[DIRECTIVE 1]:
In the Dad's War memoir, what television show was on when the writer first learned that Dad had been a soldier?
[DIRECTIVE 2]:
Carry on the Dad's War memoir from its last sentence.

[GIVEN TEXT]:
Dad's War

I first found out that my father had been a soldier when I was a little girl watching television with him one night. The show was Combat!, a World War II drama set in the European Theatre of the war. I was in awe of the characters on that show, and learned about the Second World War through it. Dad shared he had been in that war, but in the other main area of it - the Pacific Theatre.

Later, as I was growing up, occasions came up where Dad would share a little bit more about what he did in the war. I noticed my Mom was a bit concerned about Dad talking about it, saying it might bother him. I found out when he first came home from the war, he had nightmares, sleepwalked, etc. One dream he would have, Mom said, would cause him to mutter '...no place dry to sleep', recalling time spent in foxholes during tropical rains. He'd get out of bed sometimes during those dreams and try and get into dresser drawers to sleep, as if it was a dry corner of the foxhole he had found. He'd thrash around during his sleep, waking Mom and she'd try and help him calm down. Even after many years, by the time he was talking about it to me, there were times I could see tears coming to his eyes as he recalled a friend named Alabama having his head blown off in front of his eyes.

[DATASET SECTION]:
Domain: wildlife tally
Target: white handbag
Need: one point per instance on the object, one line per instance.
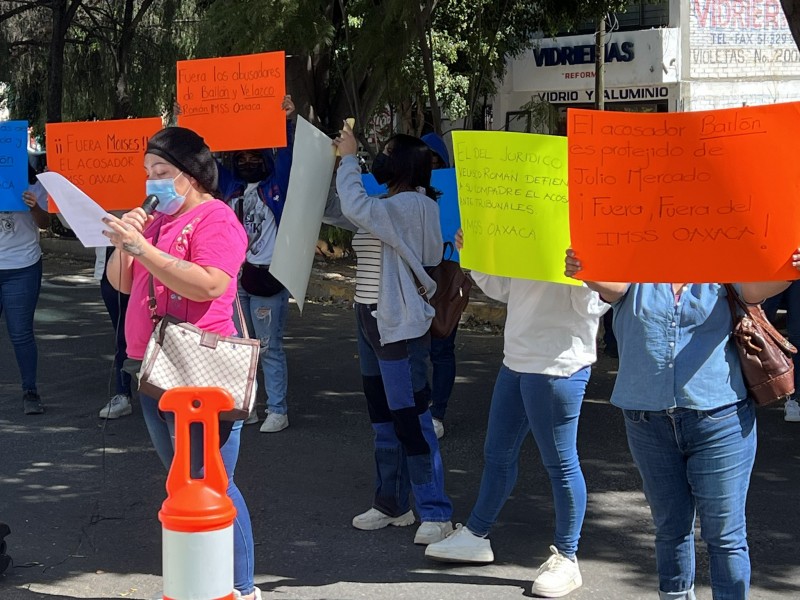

[EXERCISE ANSWER 1]:
Combat!, a World War II drama set in the European Theatre.

[EXERCISE ANSWER 2]:
So learning about Dad's experiences in WWII came slowly. As years passed, he would talk about them more. I interviewed him in high school when I started being more active with family geneaology (I hope to make available online his oral histories someday...) During family gatherings, he'd sometimes talk about it with my brother-in-laws, and I'd stick close by to hear what I could. Later, he recorded memories on tape and wrote many of them down on paper. I learned many of his army buddies' names - Alabama, Wassing, Sickles, Stoneroad. I met Wassing - Marv Wassing - a few times when I was a little girl. Later, when Dad and Mom had their golden wedding anniversary, I attempted to invite Marv and his wife to attend, but he was very ill. Dad and I called him on the phone and spoke with him for awhile. It was the last time they spoke - Wassing died a few weeks later.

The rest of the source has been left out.